Pattern 3: Correlate with Maps, Stream Summaries

Kernel stores correlation state in maps (e.g., start timestamps).
On completion, kernel emits a compact summary event to a ring buffer.
User space aggregates summaries.

This avoids streaming large raw sequences while still producing per-request measurements.

Mind Map: Choosing Between Maps and Ring Buffers

- Maps and Ring Buffers - Maps - Persistent state - Keyed by identity or correlation id - Use cases - Counters - Histograms - Correlation state - Stack aggregation - Risks - High cardinality keys - Memory growth without eviction - Ring Buffers - Streaming events - Kernel writes, user space reads - Use cases - Sampling hits - Short markers - Completion summaries - Risks - Consumer lag causes drops - Event loss affects exactness - Data Flow Patterns - Stream then aggregate - Aggregate in kernel then export - Correlate with maps then stream summaries

Example: Correlating Request Duration

Suppose you want request latency without modifying the application. You capture a start event and an end event. The kernel needs a place to remember the start time until the end arrives.

Use a map keyed by request_id to store start_ns.
On end, compute duration_ns = now - start_ns.
Emit a small event to a ring buffer containing (pid, tid, request_id, duration_ns).

User space reads duration events and builds a histogram by duration bucket. The kernel never stores the full request history, only the minimal correlation state.

Example: Stack Sampling with Minimal Kernel Work

For CPU profiling, you often sample at a fixed rate. Each sample needs to record “what stack did we see?”

Use a map to count samples per stack_id.
Optionally also emit a ring-buffer event for debugging or sampling verification.

If you only need the final profile, you can skip ring-buffer emission entirely and export the stack count map periodically. If you want to validate sampling behavior live, stream a small subset of samples.

Practical Best Practices for Data Flow

Keep kernel event payloads small: ring buffers are faster when each record is compact.
Use maps for state with clear lifecycle: correlation keys should be removed or overwritten when no longer needed.
Design for consumer lag: ring buffer drops are better than blocking; user space should handle missing events gracefully.
Separate capture from interpretation: kernel captures facts, user space decides how to present them.

When you get these choices right, your profiler behaves like a well-organized notebook: maps remember what must be remembered, ring buffers deliver what must be delivered, and user space turns it into something you can actually reason about.

1.4 Kernel Tracepoints, Kprobes, and Uprobes as Observation Points

Universal profiling works because you can observe behavior without changing application code. The trick is choosing the right “observation point” in the kernel or in user space, then shaping the data so it stays useful under real load.

== == ==

Written tasks:
A: Write out the excerpt on maps and ring buffers from "Emit a small" up to and including "minimal correlation state.".
B: Translate this sentence from the excerpt on maps and ring buffers into Spanish: "The kernel needs a place to remember the start time until the end arrives."
Work only from the excerpt on maps and ring buffers.

== == ==

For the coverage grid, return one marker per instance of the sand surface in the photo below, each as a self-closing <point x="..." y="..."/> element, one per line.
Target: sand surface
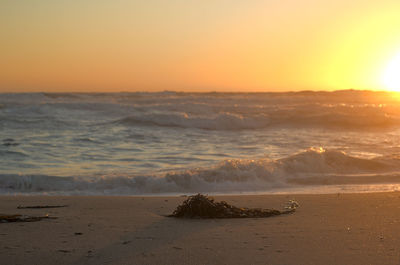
<point x="326" y="229"/>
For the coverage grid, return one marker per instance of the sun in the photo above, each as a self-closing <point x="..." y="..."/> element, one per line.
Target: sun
<point x="391" y="76"/>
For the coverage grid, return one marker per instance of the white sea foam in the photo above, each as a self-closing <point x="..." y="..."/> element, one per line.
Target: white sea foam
<point x="308" y="168"/>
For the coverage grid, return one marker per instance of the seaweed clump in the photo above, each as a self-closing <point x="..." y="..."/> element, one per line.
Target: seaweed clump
<point x="200" y="206"/>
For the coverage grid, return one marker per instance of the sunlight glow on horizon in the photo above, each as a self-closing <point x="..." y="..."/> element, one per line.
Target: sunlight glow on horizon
<point x="156" y="45"/>
<point x="391" y="76"/>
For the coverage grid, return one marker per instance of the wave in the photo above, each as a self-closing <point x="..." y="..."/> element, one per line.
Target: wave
<point x="222" y="121"/>
<point x="346" y="110"/>
<point x="308" y="168"/>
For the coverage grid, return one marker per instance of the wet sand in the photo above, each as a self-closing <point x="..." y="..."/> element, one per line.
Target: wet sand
<point x="326" y="229"/>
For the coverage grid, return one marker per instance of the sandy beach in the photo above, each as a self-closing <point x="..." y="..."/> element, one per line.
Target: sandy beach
<point x="326" y="229"/>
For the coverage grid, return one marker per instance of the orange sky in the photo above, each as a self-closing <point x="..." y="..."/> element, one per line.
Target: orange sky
<point x="203" y="45"/>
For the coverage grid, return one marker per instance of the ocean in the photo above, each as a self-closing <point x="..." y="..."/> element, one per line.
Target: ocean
<point x="183" y="143"/>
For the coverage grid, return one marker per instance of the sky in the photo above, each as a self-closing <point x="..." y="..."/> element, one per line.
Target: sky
<point x="197" y="45"/>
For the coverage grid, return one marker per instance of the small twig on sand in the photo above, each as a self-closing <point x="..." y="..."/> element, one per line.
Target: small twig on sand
<point x="23" y="218"/>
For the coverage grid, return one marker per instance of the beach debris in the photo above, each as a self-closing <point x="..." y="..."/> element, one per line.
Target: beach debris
<point x="9" y="142"/>
<point x="23" y="218"/>
<point x="41" y="206"/>
<point x="200" y="206"/>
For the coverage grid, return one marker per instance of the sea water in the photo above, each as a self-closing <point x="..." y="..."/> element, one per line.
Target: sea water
<point x="182" y="143"/>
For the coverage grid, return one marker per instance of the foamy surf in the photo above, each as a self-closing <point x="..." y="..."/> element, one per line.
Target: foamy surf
<point x="299" y="173"/>
<point x="171" y="143"/>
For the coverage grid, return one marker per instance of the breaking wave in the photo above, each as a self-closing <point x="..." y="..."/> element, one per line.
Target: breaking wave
<point x="307" y="168"/>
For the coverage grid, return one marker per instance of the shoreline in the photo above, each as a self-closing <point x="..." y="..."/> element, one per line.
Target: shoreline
<point x="360" y="228"/>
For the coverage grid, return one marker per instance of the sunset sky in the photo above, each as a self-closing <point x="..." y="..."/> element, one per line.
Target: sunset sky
<point x="203" y="45"/>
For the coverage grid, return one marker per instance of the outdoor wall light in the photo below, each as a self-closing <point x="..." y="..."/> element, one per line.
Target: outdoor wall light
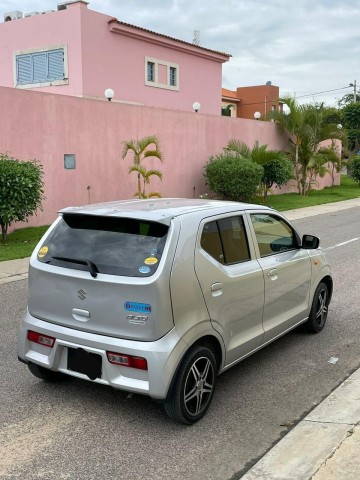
<point x="109" y="94"/>
<point x="196" y="106"/>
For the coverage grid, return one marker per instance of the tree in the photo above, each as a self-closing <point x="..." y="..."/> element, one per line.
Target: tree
<point x="144" y="148"/>
<point x="351" y="121"/>
<point x="278" y="169"/>
<point x="307" y="128"/>
<point x="349" y="98"/>
<point x="21" y="191"/>
<point x="354" y="168"/>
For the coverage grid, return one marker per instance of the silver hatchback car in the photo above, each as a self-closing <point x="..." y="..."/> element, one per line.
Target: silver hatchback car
<point x="158" y="297"/>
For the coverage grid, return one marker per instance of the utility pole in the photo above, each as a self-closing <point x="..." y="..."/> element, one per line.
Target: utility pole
<point x="353" y="85"/>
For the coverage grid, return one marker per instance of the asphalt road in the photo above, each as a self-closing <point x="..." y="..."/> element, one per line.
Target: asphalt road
<point x="80" y="430"/>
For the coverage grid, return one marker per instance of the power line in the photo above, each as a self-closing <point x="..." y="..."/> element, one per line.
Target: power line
<point x="326" y="92"/>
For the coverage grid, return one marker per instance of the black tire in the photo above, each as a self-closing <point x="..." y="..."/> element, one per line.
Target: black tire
<point x="45" y="373"/>
<point x="194" y="386"/>
<point x="319" y="309"/>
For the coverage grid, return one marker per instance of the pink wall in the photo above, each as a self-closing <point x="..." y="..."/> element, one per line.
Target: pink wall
<point x="120" y="64"/>
<point x="100" y="58"/>
<point x="46" y="126"/>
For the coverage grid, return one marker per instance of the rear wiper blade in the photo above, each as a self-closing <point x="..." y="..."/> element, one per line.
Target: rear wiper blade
<point x="81" y="261"/>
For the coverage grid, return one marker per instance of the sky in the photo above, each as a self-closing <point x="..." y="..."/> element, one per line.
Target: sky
<point x="309" y="48"/>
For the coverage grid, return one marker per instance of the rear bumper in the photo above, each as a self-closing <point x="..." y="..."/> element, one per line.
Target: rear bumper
<point x="163" y="356"/>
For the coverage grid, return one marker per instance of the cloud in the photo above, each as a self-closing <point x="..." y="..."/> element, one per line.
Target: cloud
<point x="302" y="46"/>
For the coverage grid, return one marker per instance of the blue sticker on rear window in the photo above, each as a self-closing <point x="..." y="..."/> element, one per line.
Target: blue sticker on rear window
<point x="137" y="307"/>
<point x="144" y="269"/>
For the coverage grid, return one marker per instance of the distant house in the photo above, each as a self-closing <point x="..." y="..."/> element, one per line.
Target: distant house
<point x="244" y="102"/>
<point x="79" y="52"/>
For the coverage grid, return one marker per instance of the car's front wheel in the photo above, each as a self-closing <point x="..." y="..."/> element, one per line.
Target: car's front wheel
<point x="319" y="309"/>
<point x="194" y="386"/>
<point x="45" y="373"/>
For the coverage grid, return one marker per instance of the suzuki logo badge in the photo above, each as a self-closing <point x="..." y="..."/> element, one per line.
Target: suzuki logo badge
<point x="82" y="294"/>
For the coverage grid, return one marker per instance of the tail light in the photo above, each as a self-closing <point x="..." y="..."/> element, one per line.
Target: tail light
<point x="41" y="339"/>
<point x="127" y="360"/>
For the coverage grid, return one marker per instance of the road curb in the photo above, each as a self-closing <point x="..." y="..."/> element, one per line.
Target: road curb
<point x="309" y="445"/>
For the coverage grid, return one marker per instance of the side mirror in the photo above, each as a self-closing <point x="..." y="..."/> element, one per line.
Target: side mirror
<point x="310" y="242"/>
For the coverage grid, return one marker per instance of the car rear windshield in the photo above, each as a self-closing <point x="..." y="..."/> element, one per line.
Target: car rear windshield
<point x="111" y="245"/>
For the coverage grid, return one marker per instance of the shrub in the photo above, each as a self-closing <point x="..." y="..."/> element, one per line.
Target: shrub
<point x="353" y="168"/>
<point x="278" y="171"/>
<point x="233" y="178"/>
<point x="21" y="191"/>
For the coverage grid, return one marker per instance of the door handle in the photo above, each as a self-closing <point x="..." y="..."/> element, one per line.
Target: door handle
<point x="272" y="273"/>
<point x="216" y="289"/>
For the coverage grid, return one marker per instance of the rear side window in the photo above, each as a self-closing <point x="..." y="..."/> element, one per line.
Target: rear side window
<point x="111" y="245"/>
<point x="225" y="240"/>
<point x="273" y="234"/>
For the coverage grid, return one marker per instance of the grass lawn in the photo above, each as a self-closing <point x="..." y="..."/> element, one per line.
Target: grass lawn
<point x="21" y="243"/>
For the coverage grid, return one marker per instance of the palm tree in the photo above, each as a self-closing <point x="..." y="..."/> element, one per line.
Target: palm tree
<point x="145" y="176"/>
<point x="307" y="128"/>
<point x="260" y="155"/>
<point x="144" y="148"/>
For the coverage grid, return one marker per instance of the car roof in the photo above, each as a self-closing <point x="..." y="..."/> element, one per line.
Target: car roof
<point x="159" y="209"/>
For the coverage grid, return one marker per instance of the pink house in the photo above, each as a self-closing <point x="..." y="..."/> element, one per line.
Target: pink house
<point x="79" y="52"/>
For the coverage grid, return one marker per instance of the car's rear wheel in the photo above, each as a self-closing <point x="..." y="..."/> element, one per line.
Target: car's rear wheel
<point x="319" y="309"/>
<point x="194" y="386"/>
<point x="45" y="373"/>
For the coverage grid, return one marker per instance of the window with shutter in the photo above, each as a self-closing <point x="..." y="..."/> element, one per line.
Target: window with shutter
<point x="41" y="67"/>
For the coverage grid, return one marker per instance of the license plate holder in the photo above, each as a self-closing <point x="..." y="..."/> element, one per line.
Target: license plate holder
<point x="87" y="363"/>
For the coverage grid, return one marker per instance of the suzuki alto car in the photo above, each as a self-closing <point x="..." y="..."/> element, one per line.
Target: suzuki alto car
<point x="158" y="297"/>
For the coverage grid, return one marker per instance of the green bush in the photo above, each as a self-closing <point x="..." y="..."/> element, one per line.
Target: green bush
<point x="233" y="178"/>
<point x="21" y="190"/>
<point x="278" y="171"/>
<point x="353" y="168"/>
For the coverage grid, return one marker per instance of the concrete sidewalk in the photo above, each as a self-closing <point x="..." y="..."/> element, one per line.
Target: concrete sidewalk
<point x="325" y="445"/>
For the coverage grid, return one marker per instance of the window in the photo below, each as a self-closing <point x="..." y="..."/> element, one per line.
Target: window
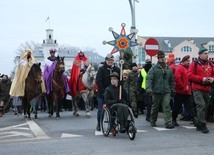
<point x="211" y="48"/>
<point x="186" y="49"/>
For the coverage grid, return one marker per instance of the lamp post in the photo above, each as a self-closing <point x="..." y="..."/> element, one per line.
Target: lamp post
<point x="133" y="27"/>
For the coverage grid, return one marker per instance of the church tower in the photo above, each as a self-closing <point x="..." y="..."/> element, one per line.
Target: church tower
<point x="49" y="43"/>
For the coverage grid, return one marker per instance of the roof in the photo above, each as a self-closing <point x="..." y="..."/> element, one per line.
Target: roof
<point x="174" y="41"/>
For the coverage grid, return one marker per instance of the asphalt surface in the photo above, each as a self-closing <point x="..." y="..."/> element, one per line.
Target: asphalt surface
<point x="77" y="135"/>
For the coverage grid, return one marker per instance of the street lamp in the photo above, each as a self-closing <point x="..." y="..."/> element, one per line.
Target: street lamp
<point x="133" y="27"/>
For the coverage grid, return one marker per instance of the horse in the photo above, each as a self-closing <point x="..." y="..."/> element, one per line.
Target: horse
<point x="33" y="88"/>
<point x="58" y="86"/>
<point x="85" y="89"/>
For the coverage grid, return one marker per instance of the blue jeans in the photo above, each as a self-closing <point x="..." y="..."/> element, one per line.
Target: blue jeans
<point x="99" y="108"/>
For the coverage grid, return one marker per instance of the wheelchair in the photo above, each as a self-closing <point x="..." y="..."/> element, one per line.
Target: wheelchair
<point x="110" y="123"/>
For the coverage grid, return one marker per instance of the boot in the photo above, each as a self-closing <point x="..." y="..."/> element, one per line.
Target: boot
<point x="1" y="111"/>
<point x="135" y="112"/>
<point x="98" y="127"/>
<point x="210" y="119"/>
<point x="198" y="126"/>
<point x="175" y="123"/>
<point x="204" y="128"/>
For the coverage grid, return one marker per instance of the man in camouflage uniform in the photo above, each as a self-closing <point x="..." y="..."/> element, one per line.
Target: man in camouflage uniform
<point x="132" y="88"/>
<point x="160" y="84"/>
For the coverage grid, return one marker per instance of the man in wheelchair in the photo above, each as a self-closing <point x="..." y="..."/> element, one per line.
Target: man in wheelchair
<point x="111" y="98"/>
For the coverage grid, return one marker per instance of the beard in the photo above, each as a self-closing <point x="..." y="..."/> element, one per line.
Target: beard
<point x="163" y="64"/>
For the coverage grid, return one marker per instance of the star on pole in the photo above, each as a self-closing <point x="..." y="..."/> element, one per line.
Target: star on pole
<point x="122" y="41"/>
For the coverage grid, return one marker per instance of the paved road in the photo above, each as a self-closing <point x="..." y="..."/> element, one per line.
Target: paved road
<point x="77" y="135"/>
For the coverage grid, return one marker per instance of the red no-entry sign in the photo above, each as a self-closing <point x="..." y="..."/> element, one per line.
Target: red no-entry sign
<point x="151" y="47"/>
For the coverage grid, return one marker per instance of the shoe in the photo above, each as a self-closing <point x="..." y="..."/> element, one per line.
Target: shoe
<point x="135" y="114"/>
<point x="88" y="114"/>
<point x="170" y="126"/>
<point x="185" y="119"/>
<point x="153" y="125"/>
<point x="210" y="119"/>
<point x="204" y="128"/>
<point x="98" y="127"/>
<point x="175" y="123"/>
<point x="147" y="119"/>
<point x="122" y="130"/>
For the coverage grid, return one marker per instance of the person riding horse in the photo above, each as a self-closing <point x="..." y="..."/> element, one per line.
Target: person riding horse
<point x="52" y="66"/>
<point x="79" y="62"/>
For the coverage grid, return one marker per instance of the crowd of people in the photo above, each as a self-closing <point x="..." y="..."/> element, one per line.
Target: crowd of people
<point x="186" y="88"/>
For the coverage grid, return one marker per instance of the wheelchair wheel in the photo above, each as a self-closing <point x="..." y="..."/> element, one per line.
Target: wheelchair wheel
<point x="105" y="122"/>
<point x="131" y="131"/>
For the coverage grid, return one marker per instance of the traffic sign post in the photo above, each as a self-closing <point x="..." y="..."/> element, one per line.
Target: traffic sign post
<point x="151" y="47"/>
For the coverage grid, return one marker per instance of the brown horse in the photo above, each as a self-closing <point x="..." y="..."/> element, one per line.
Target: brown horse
<point x="33" y="87"/>
<point x="58" y="86"/>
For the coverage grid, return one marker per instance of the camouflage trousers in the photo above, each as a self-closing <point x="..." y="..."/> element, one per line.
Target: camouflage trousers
<point x="164" y="100"/>
<point x="202" y="101"/>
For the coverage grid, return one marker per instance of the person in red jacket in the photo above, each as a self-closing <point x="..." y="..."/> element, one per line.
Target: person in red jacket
<point x="201" y="75"/>
<point x="183" y="90"/>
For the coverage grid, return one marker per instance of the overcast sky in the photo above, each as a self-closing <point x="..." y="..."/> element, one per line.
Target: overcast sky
<point x="85" y="23"/>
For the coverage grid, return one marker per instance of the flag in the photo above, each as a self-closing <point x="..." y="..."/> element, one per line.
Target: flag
<point x="47" y="19"/>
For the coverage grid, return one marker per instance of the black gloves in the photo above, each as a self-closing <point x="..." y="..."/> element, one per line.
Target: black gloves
<point x="119" y="101"/>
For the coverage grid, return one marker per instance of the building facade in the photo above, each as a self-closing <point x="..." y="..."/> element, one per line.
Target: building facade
<point x="179" y="46"/>
<point x="43" y="52"/>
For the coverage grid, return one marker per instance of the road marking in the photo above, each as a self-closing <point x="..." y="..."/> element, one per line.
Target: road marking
<point x="163" y="129"/>
<point x="141" y="131"/>
<point x="13" y="127"/>
<point x="189" y="127"/>
<point x="66" y="135"/>
<point x="38" y="132"/>
<point x="14" y="134"/>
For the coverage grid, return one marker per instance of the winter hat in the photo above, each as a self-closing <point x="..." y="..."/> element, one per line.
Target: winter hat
<point x="202" y="50"/>
<point x="115" y="74"/>
<point x="52" y="50"/>
<point x="109" y="56"/>
<point x="185" y="58"/>
<point x="148" y="61"/>
<point x="161" y="54"/>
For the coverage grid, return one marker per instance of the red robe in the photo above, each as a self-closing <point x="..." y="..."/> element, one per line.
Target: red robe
<point x="75" y="74"/>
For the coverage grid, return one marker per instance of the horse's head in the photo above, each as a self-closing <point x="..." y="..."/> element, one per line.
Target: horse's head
<point x="89" y="77"/>
<point x="60" y="65"/>
<point x="36" y="72"/>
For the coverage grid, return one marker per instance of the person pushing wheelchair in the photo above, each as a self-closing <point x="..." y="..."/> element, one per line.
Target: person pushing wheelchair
<point x="114" y="103"/>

== == ==

Task-by-task outputs:
A:
Emit a small event to a ring buffer containing (pid, tid, request_id, duration_ns).

User space reads duration events and builds a histogram by duration bucket. The kernel never stores the full request history, only the minimal correlation state.

B: El kernel necesita un lugar donde recordar la hora de inicio hasta que llegue el final.